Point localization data

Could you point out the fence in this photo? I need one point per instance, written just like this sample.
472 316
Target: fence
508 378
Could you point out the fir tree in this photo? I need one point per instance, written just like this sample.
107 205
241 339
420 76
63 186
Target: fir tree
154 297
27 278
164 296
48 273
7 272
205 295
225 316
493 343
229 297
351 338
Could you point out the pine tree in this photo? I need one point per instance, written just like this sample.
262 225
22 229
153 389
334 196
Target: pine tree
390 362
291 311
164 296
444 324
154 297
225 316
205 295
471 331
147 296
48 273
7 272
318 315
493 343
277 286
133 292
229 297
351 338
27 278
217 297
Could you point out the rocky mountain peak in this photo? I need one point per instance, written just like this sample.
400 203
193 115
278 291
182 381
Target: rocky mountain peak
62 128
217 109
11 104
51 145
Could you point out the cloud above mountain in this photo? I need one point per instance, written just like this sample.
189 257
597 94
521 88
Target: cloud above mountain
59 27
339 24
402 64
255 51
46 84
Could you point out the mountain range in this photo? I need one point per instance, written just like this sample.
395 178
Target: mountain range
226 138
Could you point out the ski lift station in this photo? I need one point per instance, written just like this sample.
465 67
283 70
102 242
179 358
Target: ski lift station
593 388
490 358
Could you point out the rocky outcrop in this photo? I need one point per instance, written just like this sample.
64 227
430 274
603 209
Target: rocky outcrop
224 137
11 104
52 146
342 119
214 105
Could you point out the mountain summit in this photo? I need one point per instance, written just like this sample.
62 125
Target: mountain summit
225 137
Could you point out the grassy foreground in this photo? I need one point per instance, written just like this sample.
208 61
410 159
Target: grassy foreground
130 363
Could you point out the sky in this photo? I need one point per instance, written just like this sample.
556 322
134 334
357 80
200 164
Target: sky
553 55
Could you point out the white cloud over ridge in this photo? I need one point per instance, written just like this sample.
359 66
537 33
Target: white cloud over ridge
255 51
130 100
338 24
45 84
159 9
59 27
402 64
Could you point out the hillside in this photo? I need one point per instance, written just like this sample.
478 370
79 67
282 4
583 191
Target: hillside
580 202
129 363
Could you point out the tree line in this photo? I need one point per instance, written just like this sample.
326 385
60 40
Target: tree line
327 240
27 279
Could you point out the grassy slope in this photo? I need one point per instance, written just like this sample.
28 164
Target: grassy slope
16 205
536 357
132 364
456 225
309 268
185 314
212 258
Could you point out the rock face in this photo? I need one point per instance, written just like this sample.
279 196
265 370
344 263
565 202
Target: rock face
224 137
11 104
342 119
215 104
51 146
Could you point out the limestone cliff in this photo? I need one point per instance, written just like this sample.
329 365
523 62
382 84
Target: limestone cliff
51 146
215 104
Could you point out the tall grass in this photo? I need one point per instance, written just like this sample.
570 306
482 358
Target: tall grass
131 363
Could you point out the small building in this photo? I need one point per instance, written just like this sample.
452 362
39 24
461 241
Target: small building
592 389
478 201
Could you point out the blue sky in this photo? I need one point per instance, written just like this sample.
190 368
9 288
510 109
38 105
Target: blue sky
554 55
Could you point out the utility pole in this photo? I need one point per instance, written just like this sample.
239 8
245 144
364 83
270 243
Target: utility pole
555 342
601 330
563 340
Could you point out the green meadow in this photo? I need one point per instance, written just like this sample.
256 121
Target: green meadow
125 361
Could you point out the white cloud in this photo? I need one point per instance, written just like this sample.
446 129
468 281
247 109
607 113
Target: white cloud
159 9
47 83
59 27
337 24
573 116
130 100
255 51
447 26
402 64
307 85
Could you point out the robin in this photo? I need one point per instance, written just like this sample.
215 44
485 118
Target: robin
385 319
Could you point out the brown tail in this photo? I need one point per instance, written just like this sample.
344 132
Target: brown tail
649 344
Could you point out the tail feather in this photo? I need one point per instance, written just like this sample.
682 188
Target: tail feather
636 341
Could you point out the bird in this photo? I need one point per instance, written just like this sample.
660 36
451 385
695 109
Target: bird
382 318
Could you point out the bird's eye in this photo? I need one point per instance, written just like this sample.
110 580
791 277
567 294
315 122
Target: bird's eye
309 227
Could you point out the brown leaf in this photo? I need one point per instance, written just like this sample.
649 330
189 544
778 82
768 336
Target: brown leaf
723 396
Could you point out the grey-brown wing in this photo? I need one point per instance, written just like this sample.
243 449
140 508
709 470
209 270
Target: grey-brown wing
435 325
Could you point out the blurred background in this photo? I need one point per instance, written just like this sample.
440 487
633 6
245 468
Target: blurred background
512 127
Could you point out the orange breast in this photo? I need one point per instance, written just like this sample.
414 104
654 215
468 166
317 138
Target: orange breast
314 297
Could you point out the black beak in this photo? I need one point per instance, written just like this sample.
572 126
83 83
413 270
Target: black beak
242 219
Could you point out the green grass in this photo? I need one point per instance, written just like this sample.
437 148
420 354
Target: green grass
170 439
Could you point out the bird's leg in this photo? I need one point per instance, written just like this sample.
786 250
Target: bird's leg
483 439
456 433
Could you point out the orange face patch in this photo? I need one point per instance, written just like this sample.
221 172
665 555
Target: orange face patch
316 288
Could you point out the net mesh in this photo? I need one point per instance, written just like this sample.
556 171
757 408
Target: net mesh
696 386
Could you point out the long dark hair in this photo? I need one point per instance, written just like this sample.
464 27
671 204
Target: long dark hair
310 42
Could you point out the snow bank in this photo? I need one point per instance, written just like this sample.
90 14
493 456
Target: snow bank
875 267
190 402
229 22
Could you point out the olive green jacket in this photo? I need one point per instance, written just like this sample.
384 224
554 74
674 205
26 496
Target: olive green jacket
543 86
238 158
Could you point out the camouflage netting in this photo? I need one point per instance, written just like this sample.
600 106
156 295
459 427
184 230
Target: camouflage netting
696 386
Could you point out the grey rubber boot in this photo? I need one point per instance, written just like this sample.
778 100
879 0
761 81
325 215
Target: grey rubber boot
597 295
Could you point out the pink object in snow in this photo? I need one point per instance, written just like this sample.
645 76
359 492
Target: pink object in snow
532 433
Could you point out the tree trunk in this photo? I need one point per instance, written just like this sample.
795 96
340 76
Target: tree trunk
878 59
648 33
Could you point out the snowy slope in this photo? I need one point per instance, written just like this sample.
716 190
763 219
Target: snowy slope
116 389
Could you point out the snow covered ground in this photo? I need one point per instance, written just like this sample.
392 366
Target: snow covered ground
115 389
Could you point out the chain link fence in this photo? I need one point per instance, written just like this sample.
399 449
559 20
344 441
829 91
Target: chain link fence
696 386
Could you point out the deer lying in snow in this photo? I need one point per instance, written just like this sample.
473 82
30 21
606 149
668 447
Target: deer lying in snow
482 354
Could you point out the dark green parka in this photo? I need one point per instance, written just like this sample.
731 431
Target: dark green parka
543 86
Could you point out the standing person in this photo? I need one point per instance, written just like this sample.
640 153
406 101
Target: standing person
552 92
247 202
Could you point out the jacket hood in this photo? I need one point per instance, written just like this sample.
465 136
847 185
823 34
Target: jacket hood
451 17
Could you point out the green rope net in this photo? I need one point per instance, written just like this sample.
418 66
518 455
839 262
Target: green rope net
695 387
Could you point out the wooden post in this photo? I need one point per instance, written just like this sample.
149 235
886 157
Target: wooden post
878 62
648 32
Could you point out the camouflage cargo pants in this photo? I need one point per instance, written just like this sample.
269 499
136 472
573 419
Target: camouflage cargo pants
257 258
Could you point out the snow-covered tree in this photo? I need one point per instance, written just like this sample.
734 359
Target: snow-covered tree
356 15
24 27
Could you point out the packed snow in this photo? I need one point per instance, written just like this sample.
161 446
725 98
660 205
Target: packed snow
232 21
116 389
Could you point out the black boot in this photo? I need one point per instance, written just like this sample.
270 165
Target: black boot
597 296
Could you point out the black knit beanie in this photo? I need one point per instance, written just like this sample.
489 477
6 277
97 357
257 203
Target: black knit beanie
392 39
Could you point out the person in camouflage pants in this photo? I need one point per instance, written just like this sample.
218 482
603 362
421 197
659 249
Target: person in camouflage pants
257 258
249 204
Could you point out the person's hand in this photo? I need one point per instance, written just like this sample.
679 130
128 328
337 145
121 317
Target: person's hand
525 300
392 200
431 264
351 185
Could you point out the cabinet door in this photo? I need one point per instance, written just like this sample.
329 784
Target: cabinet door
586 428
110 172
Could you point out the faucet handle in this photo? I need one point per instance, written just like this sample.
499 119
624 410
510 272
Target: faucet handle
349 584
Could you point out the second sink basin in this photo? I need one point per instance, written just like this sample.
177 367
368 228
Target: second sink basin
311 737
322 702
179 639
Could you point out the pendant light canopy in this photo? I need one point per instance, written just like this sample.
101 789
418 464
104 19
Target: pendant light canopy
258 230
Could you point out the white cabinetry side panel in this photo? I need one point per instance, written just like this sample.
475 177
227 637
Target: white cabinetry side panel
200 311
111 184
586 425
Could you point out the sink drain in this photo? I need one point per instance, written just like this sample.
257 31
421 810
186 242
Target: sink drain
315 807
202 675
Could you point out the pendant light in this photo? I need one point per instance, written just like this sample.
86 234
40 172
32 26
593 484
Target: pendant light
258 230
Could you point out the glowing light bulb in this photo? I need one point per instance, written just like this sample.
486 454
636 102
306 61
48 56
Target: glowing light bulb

AIM OF THE EXERCISE: Return, in full, every line of these entries that holds "glowing".

FINISHED EXERCISE:
Could you point out the glowing light bulb in this photo? I need one point per instance, written just like this sample.
Target: glowing light bulb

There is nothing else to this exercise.